(The records)

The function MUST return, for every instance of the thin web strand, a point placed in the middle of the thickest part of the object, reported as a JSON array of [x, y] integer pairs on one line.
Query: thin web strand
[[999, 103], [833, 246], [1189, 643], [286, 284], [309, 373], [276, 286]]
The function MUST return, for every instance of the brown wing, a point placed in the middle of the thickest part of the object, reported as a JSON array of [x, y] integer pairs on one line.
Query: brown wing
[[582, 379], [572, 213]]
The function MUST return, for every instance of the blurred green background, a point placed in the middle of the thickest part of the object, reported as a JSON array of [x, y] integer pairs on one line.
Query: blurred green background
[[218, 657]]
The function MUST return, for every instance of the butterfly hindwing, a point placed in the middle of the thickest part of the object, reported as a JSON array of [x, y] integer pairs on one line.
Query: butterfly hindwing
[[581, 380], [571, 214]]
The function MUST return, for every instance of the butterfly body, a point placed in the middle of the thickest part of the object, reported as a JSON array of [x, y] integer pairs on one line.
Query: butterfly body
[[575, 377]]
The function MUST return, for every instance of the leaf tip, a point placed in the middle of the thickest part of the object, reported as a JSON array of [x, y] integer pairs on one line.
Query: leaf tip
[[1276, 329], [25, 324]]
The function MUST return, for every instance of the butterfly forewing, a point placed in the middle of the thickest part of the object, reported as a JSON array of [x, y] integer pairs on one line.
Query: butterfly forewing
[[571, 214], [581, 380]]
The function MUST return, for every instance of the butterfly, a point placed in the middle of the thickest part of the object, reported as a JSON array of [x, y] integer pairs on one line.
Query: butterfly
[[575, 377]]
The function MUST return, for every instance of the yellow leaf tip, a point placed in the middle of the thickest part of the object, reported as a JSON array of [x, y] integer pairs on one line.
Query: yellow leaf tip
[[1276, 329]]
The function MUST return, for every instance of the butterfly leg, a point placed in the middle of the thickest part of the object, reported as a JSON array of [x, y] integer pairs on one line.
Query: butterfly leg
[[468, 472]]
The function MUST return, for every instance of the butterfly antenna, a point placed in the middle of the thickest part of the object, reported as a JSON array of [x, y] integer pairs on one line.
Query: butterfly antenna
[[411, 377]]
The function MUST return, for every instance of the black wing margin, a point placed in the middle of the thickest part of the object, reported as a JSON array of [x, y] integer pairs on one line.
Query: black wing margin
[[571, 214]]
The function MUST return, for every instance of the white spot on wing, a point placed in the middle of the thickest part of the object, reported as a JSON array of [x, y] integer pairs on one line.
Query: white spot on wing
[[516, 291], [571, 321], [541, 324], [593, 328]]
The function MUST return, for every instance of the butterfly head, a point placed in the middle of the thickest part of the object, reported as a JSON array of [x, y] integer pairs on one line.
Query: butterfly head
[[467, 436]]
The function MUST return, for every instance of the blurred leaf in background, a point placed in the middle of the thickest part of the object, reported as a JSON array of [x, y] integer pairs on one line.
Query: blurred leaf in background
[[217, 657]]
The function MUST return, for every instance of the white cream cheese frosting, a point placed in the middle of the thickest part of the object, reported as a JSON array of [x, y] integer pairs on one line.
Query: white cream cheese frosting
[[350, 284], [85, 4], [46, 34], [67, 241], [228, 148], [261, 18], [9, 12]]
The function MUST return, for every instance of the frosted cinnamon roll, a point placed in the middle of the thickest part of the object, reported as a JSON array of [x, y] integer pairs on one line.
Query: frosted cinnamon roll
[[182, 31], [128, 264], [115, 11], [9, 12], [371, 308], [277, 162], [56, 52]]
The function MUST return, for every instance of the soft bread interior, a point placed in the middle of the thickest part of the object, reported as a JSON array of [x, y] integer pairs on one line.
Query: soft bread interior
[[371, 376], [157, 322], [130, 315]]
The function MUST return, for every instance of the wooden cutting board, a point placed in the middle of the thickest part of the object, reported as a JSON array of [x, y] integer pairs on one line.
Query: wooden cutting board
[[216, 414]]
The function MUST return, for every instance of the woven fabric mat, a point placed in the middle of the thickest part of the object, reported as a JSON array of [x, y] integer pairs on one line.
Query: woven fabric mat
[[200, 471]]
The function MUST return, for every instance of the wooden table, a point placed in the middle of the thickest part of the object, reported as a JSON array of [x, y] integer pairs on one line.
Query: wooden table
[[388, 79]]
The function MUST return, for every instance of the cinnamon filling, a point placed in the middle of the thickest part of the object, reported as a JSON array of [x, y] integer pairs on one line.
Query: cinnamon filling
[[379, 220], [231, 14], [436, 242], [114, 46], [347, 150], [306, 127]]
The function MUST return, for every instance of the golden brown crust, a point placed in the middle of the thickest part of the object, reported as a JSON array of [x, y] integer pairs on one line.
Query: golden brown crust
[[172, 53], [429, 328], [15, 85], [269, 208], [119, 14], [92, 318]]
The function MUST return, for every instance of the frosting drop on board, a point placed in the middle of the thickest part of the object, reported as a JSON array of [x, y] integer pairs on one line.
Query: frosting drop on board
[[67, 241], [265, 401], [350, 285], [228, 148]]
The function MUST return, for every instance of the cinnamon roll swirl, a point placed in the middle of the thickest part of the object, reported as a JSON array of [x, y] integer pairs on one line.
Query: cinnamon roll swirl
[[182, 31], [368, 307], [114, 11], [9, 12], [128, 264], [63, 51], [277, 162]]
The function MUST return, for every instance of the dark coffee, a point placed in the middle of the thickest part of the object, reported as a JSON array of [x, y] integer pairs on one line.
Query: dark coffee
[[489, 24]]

(End The records)

Work request: Starting with the first record, copy everything through the final one exactly.

Exercise solution:
The function MUST return, for every instance of the thin web strand, a point placed in the middle of the thickest part of the object, reported as a JSON array of [x, y] integer pairs on one line.
Query: thin web strand
[[999, 103], [833, 246], [1189, 643], [286, 284], [309, 373], [276, 286]]
The function MUST return, for every instance of the brown wing, a point placed in the middle of the thickest part of the object, reported as a JSON array of [x, y] integer pairs on one line.
Query: brown wing
[[582, 379], [572, 213]]
The function MUST return, for every instance of the blurred green background, a point placed in the middle of the thickest part of the object, reported as a JSON array of [x, y] integer pairs on one line.
Query: blurred green background
[[218, 657]]
The function MUST return, for every instance of the butterfly hindwing, a point placed in the middle of the thickest part of the object, reported as a JSON array of [x, y] integer pairs on one line.
Query: butterfly hindwing
[[581, 380], [571, 214]]
The function MUST return, for every instance of the butterfly body, a point placed in the middle of the thickest part of the object, reported as a JSON array of [x, y] integer pairs on one line.
Query: butterfly body
[[575, 377]]
The function MUST return, for every instance of the leaf tip, a point placed in the middle of the thickest part of the object, reported as a JSON array of [x, y] integer pairs on one line.
Query: leaf tip
[[1276, 329], [25, 324]]
The function MUST return, for every instance of the butterfly forewing, a point placed in the middle of the thickest part of the object, reported as a JSON array of [x, y] integer pairs on one line.
Query: butterfly forewing
[[571, 214], [581, 380]]
The function MUST return, for every instance of the butterfly, a point placed in the middle of the thickest part of the object, reported as a JSON array of [x, y] integer pairs on one line.
Query: butterfly
[[575, 377]]
The function MUST return, for every instance of the yellow leaf tip, a point placed in the middle of the thickest part of the object, reported as a JSON array of [x, y] integer pairs on one line.
Query: yellow leaf tip
[[1276, 329]]
The function MUST return, for every instance of the butterfly leg, a point placed in the middle of the thickest part of the object, reported as a JSON array of [x, y] integer pairs on one line.
Query: butterfly leg
[[468, 472]]
The function MUST return, for every instance of the butterfly antenna, a point placed in the middle of the thickest part of the object, reported as a JSON array of [x, y] integer pairs on one line.
Query: butterfly antenna
[[411, 377]]
The function MUST return, for every instance of the black wing margin, a point placed in the middle of the thickest part of the object, reported as a JSON array of [x, y] integer pairs on one line.
Query: black wing margin
[[571, 214]]
The function MUST return, for every instance of the white spot on wing, a point placed in the middle of the thickest part of the object, reported as a JSON array of [x, y] integer pairs on one line.
Query: white spot on wing
[[516, 291], [571, 321], [541, 324], [593, 328]]
The function MUST return, for every instance of the butterfly head, a point placed in the middle of the thickest part of the object, reported as a JSON array of [x, y] integer pairs on one line.
Query: butterfly head
[[467, 436]]
The function MUST return, for every instance of the blurred leaf in background, a point placed in the middle of the thickest part of the object, reported as a JSON array of [x, y] integer pairs on one line.
Query: blurred leaf in background
[[217, 657]]
The function MUST return, for every instance of the white cream cheese frosting, a point placed in the middle of the thickest part of the object, reported as a JSON array of [x, y] integer pairs on one line.
Query: white cream cheese frosting
[[350, 284], [85, 4], [46, 34], [67, 241], [228, 148], [261, 18], [9, 12]]
The function MUST return, for every instance of the frosted cinnamon roll, a point placed in the middle of the thickest part of the object, reported as a JSON array of [x, y] integer pairs on one line.
Query: frosted cinnamon roll
[[182, 31], [128, 264], [115, 11], [9, 12], [371, 308], [277, 162], [56, 52]]
The function MUST return, for every instance of the soft bread interior, a point placed in the middle of the thickest part of the object, reported as a JSON array of [x, y] integer pairs on one line.
Query: soft bread interior
[[371, 376], [157, 322], [130, 315]]
The function MUST return, for every instance of the wooden cutting board, a point placed in the middle of the thickest part of the object, reported as a JSON array of [x, y] integer pairs on one line.
Query: wooden cutting board
[[216, 414]]
The function MUST return, for every instance of the woven fabric mat, a point placed in the middle of the thickest part of the object, reported as a JSON array of [x, y] integer pairs on one line.
Query: woven fabric mat
[[200, 471]]
The function MUST return, for every instance of the wooden table, a point placed in the middle of the thickest part of the object, reported as a JSON array of [x, y] integer pairs on one line.
Query: wooden table
[[388, 79]]
The function MUST return, for every instance of the cinnamon filling, a point placed in the middle of the thickest part of the object, reported as a JSON array of [x, y] integer pairs on one line.
Query: cinnamon filling
[[379, 220], [231, 14], [436, 242], [114, 46], [347, 150], [306, 127]]
The function MUST return, for every instance of the golden brown crust, a point placed in the middle of the thickest part of the object, reported as a JSON array of [x, y] integer pairs on one line.
Query: golden brown crust
[[172, 53], [429, 328], [15, 85], [269, 208], [119, 14], [92, 318]]
The function MUST return, for every instance of the frosting drop on board, a point placed in the middle of the thickest part of the object, reported as a JSON array of [x, y] integer pairs on one line.
Query: frosting drop on board
[[67, 241], [265, 401], [350, 285], [228, 148]]
The function MUST return, for every instance of the cinnamon roll swirl, a point placed in the middle of the thickest part of the object, reported as a JSON array of [x, y] integer pairs on one line.
Query: cinnamon roll swirl
[[182, 31], [368, 307], [114, 11], [9, 12], [128, 264], [63, 51], [277, 162]]
The function MUST return, for every instance of the dark coffee, a point placed in the middle of the thickest part of the object, reported as a JSON array of [x, y] integer pairs on one line.
Query: dark coffee
[[489, 24]]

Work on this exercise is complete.